### Exercise aim
Convert the items from the beginning up to and including the line with "left=514, top=294, right=607, bottom=496" into a two-column CSV headed input and output. Give one row per item, with its text under input and its answer under output, each as one quoted field with line breaks changed to spaces.

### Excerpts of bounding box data
----------------
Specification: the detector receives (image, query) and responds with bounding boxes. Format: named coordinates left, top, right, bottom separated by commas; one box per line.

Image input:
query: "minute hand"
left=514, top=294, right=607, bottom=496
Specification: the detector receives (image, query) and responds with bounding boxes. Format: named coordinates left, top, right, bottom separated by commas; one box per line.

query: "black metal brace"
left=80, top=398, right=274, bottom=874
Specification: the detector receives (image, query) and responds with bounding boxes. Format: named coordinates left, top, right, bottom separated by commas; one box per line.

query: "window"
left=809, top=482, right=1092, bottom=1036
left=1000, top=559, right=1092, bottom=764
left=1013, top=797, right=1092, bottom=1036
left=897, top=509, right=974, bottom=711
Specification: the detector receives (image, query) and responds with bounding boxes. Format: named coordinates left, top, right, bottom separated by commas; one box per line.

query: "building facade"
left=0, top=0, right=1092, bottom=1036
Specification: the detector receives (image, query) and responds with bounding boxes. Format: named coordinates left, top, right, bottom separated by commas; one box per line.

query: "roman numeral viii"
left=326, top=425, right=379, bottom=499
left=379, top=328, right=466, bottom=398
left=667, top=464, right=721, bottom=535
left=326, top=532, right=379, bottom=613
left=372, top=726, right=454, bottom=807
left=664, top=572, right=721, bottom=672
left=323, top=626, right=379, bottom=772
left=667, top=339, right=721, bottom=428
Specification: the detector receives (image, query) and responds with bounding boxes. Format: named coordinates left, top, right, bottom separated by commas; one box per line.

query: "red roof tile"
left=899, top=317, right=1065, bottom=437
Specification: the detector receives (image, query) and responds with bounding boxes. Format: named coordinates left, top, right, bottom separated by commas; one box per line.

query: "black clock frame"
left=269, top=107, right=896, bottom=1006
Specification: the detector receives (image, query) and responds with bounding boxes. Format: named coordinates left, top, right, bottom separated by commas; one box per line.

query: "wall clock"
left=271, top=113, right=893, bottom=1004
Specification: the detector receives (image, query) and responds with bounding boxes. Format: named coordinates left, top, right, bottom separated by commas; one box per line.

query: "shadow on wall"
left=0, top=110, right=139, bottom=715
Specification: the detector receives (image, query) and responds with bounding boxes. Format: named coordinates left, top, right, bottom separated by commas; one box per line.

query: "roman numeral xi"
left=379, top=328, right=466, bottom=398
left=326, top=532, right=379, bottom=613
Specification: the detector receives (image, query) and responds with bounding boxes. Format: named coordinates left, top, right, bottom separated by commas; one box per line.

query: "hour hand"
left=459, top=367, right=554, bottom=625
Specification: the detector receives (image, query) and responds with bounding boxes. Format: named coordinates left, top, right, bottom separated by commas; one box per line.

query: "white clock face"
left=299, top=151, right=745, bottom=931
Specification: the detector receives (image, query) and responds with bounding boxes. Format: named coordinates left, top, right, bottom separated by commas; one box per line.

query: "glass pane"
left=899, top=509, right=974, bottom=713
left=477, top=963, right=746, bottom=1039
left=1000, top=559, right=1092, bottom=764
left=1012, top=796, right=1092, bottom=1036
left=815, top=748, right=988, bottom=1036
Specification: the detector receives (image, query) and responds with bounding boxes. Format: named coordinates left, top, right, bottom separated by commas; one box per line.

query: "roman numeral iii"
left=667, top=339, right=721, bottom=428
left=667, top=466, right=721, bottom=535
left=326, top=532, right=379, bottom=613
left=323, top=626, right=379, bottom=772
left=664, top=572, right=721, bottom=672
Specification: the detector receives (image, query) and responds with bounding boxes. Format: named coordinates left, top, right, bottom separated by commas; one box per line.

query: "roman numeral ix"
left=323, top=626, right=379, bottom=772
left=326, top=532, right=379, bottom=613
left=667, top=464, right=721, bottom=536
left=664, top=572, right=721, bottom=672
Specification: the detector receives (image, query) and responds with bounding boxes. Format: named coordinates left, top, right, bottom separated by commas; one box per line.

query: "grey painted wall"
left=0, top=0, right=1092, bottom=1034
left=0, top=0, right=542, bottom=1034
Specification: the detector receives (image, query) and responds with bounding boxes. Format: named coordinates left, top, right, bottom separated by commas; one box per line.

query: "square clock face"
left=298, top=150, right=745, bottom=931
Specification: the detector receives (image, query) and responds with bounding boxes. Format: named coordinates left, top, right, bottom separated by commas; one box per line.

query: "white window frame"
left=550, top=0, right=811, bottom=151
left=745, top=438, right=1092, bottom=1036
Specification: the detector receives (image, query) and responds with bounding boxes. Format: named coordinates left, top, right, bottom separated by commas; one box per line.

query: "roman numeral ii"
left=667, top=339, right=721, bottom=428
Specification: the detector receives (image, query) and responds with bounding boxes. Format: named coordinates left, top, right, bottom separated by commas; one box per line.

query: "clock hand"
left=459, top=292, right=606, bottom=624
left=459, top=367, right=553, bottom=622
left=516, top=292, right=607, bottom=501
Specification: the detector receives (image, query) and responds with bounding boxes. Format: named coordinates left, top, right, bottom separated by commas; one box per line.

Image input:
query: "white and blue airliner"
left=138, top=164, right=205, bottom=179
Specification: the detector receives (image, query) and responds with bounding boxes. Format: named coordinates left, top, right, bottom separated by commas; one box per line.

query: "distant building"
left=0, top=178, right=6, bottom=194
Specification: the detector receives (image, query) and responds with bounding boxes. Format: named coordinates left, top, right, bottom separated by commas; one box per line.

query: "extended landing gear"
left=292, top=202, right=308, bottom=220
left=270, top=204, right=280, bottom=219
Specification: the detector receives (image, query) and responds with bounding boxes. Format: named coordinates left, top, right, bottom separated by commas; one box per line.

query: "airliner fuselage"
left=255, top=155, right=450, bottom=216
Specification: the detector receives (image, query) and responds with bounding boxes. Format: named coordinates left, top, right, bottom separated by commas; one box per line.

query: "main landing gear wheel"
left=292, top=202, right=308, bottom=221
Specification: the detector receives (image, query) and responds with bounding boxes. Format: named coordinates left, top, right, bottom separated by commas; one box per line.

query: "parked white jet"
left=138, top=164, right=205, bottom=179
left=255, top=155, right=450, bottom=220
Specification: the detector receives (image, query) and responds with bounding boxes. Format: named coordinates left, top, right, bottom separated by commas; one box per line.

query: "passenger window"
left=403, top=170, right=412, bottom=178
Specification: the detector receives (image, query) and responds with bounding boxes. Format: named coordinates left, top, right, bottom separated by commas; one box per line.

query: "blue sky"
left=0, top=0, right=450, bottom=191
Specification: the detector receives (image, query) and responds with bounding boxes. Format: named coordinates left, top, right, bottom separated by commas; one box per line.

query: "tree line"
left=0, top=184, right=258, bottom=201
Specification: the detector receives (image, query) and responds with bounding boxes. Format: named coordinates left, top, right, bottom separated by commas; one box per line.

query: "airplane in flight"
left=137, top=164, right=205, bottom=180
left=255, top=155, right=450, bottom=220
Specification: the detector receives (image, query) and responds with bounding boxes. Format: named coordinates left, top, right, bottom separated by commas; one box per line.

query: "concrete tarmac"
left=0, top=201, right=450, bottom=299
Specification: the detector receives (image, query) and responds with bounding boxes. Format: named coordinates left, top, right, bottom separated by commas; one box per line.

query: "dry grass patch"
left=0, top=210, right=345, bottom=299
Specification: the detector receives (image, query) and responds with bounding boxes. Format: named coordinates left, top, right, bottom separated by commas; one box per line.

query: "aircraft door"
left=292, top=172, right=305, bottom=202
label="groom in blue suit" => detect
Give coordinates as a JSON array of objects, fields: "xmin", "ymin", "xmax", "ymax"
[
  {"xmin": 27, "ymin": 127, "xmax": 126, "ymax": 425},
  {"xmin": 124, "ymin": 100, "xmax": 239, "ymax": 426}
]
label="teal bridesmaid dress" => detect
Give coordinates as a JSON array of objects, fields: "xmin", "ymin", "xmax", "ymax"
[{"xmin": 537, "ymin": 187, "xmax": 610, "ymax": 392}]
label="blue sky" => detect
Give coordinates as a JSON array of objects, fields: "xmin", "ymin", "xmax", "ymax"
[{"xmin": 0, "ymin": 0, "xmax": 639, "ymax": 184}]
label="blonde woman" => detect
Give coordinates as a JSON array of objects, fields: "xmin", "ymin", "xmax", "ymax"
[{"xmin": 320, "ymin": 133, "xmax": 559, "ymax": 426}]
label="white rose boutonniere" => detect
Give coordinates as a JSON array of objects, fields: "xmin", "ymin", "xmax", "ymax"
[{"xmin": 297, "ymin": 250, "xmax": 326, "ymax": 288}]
----------------
### Worked solution
input,output
"Specification: the detector receives (image, query) and responds with bounding boxes. Format: named coordinates left, top, right, bottom separated by commas; one box per line. Image input: query: ""minute hand""","left=514, top=294, right=607, bottom=496"